To-do list:
A - In the organic reactions overview, rewrite the passage between "Organic reactions are" and "redox reactions .", inclusive, using "steric strain" in place of "steric hindrance".
B - Extend the overview of organic reactions beyond its final sentence.

Extract:

+++

Overview

Organic reactions are chemical reactions involving organic compounds. While pure hydrocarbons undergo certain limited classes of reactions, many more reactions which organic compounds undergo are largely determined by functional groups. The general theory of these reactions involves careful analysis of such properties as the electron affinity of key atoms, bond strengths and steric hindrance. These issues can determine the relative stability of metastable (or short-lived)  reactive intermediates, which often determine the path of the reaction sequence.

The basic reaction types are: addition reactions, elimination reactions, substitution reactions, pericyclic reactions, rearrangement reactions and redox reactions .

An example of a substitution reaction is written as:

                     Nu ⁻    +     C - X          →         C - Nu     +     X ⁻

where X is some functional group and Nu is a nucleophile.

The number of possible organic reactions is basically infinite. However, certain general patterns are observed that can be used to describe many common or useful reactions. Each reaction has a stepwise reaction mechanism that explains how it happens in sequence -- although the detailed description of steps is not always clear from a list of reactants alone.

A reaction mechanism is the step by step sequence of elementary reactions by which overall chemical change occurs. Although only the net chemical change is directly observable for most chemical reactions, experiments can often be designed that suggest the possible sequence of steps in a reaction mechanism. A mechanism describes in detail exactly what takes place at each stage of a chemical transformation.

The mechanism includes a description of which bonds are broken and in what order, which bonds are formed and in what order, and what the relative rates of the steps are. The mechanism includes a description of the transition state -- the highest energy state or conformation in the process of any chemical or physical transformation. The transition state can be considered a reaction intermediate or activated complex which is in metastable state, since both reactants and products represent lower energy configurations.

Note that only in an irreversible reaction can we assume that all reactants will indeed proceed to the formation of products. Chemical equilibrium is the state in which the concentrations of the reactants and products have no net change over time. Usually, this state results when the forward reactions proceed at the same rate as their reverse reactions.

+++

Supplied information:
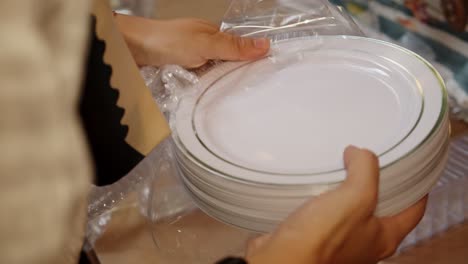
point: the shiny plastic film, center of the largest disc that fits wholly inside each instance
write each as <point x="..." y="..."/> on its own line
<point x="280" y="19"/>
<point x="188" y="199"/>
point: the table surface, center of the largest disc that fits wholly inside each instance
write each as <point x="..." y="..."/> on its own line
<point x="128" y="238"/>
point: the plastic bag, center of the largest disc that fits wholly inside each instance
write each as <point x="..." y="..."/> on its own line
<point x="177" y="224"/>
<point x="280" y="19"/>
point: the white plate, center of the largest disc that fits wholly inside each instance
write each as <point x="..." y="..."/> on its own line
<point x="282" y="120"/>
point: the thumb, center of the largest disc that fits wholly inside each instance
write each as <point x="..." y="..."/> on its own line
<point x="230" y="47"/>
<point x="362" y="182"/>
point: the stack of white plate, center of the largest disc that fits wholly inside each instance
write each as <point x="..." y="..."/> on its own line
<point x="257" y="139"/>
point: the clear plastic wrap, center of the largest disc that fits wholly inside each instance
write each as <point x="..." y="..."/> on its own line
<point x="279" y="19"/>
<point x="177" y="224"/>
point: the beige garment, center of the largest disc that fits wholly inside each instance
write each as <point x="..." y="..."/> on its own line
<point x="44" y="167"/>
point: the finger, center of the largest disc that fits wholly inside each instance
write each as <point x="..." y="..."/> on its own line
<point x="362" y="179"/>
<point x="395" y="228"/>
<point x="225" y="46"/>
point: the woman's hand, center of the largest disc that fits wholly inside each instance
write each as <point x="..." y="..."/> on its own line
<point x="339" y="226"/>
<point x="186" y="42"/>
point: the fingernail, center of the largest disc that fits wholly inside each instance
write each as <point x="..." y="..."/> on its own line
<point x="348" y="151"/>
<point x="261" y="43"/>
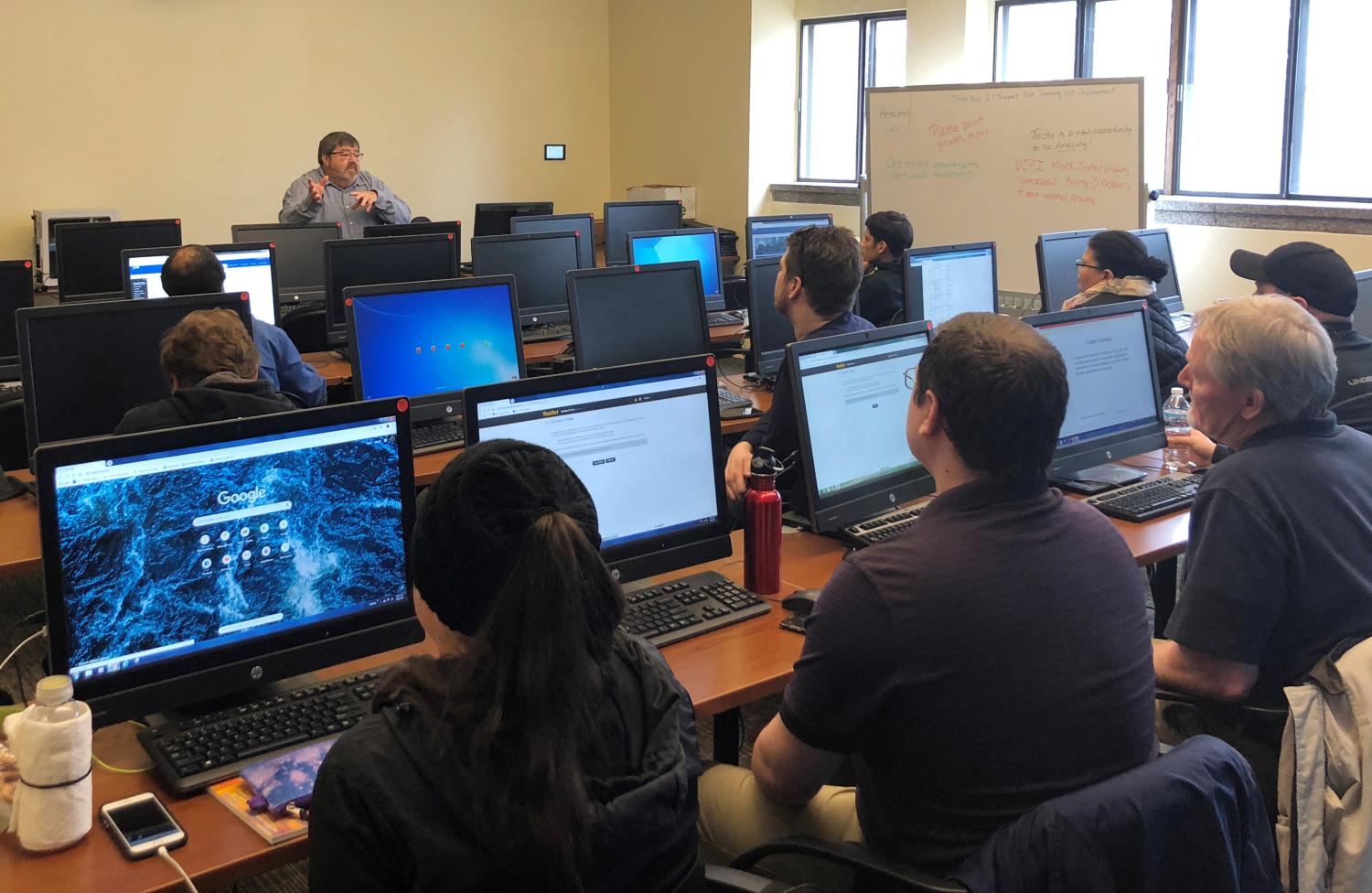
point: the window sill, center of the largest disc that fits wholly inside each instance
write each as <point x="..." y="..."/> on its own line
<point x="1325" y="217"/>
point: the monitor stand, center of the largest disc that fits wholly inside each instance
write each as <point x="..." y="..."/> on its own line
<point x="1099" y="478"/>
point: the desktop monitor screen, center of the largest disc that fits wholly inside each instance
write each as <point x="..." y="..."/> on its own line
<point x="299" y="255"/>
<point x="851" y="403"/>
<point x="199" y="561"/>
<point x="1113" y="406"/>
<point x="636" y="217"/>
<point x="85" y="365"/>
<point x="247" y="268"/>
<point x="493" y="219"/>
<point x="90" y="254"/>
<point x="538" y="263"/>
<point x="947" y="280"/>
<point x="767" y="235"/>
<point x="628" y="315"/>
<point x="378" y="263"/>
<point x="644" y="439"/>
<point x="581" y="224"/>
<point x="768" y="331"/>
<point x="431" y="340"/>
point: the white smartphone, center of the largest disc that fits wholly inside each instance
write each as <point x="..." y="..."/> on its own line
<point x="140" y="824"/>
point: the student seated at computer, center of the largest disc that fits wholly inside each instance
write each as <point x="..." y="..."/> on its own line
<point x="543" y="748"/>
<point x="1117" y="266"/>
<point x="815" y="287"/>
<point x="984" y="662"/>
<point x="884" y="241"/>
<point x="213" y="368"/>
<point x="195" y="271"/>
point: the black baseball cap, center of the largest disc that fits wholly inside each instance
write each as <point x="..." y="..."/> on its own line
<point x="1303" y="269"/>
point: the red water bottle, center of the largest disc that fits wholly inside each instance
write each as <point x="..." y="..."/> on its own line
<point x="762" y="525"/>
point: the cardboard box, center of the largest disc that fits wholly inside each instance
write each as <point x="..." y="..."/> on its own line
<point x="666" y="192"/>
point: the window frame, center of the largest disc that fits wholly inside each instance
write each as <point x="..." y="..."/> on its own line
<point x="866" y="69"/>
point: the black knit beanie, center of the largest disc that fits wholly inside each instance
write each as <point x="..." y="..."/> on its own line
<point x="472" y="522"/>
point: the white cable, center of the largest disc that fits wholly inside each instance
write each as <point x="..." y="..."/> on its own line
<point x="170" y="860"/>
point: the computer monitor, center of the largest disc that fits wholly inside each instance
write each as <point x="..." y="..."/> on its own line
<point x="538" y="263"/>
<point x="768" y="331"/>
<point x="493" y="219"/>
<point x="1113" y="406"/>
<point x="636" y="217"/>
<point x="433" y="340"/>
<point x="667" y="246"/>
<point x="582" y="224"/>
<point x="644" y="439"/>
<point x="247" y="268"/>
<point x="379" y="263"/>
<point x="851" y="403"/>
<point x="85" y="365"/>
<point x="947" y="280"/>
<point x="211" y="560"/>
<point x="299" y="257"/>
<point x="767" y="235"/>
<point x="636" y="313"/>
<point x="90" y="254"/>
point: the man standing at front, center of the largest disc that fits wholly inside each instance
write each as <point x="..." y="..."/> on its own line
<point x="340" y="192"/>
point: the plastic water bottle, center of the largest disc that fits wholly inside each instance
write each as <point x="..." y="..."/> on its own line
<point x="1176" y="416"/>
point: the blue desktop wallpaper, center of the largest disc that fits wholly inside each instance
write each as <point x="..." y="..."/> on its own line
<point x="672" y="249"/>
<point x="139" y="575"/>
<point x="434" y="342"/>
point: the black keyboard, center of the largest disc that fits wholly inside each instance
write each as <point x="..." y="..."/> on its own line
<point x="545" y="332"/>
<point x="688" y="607"/>
<point x="1149" y="500"/>
<point x="198" y="750"/>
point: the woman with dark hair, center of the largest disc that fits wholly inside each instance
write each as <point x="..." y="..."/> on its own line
<point x="1117" y="266"/>
<point x="542" y="748"/>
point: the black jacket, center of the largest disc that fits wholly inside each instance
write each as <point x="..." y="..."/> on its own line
<point x="219" y="398"/>
<point x="387" y="812"/>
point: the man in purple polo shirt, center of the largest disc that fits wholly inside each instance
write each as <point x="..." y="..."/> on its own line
<point x="993" y="657"/>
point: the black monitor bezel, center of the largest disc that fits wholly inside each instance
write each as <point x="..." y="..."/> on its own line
<point x="427" y="406"/>
<point x="1091" y="453"/>
<point x="335" y="315"/>
<point x="230" y="301"/>
<point x="586" y="252"/>
<point x="579" y="331"/>
<point x="137" y="692"/>
<point x="916" y="310"/>
<point x="713" y="302"/>
<point x="616" y="261"/>
<point x="648" y="555"/>
<point x="551" y="315"/>
<point x="844" y="508"/>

+++

Answers below:
A -
Organic reactions are chemical reactions involving organic compounds. While pure hydrocarbons undergo certain limited classes of reactions, many more reactions which organic compounds undergo are largely determined by functional groups. The general theory of these reactions involves careful analysis of such properties as the electron affinity of key atoms, bond strengths and steric strain. These issues can determine the relative stability of metastable (or short-lived)  reactive intermediates, which often determine the path of the reaction sequence.

The basic reaction types are: addition reactions, elimination reactions, substitution reactions, pericyclic reactions, rearrangement reactions and redox reactions .

B -
A complete mechanism must also account for all reactants used, the function of a catalyst, stereochemistry, the qualitative composition of all products formed and the quantitative amounts of each product. A reaction mechanism must also account for the order in which molecules react. Often what appears to be a single step conversion is in fact a multi-step reaction sequence.

Physical chemistry includes the study of chemical kinetics or reaction kinetics, which emphasize the role of  reaction rates in a chemical reactions. Analyzing the influence of different reaction conditions on the reaction rate gives information about the reaction mechanism and the transition state of a chemical reaction. The law of mass action  states that the speed or rate of any chemical reaction is proportional to the quantity (or concentration) of the reacting substances.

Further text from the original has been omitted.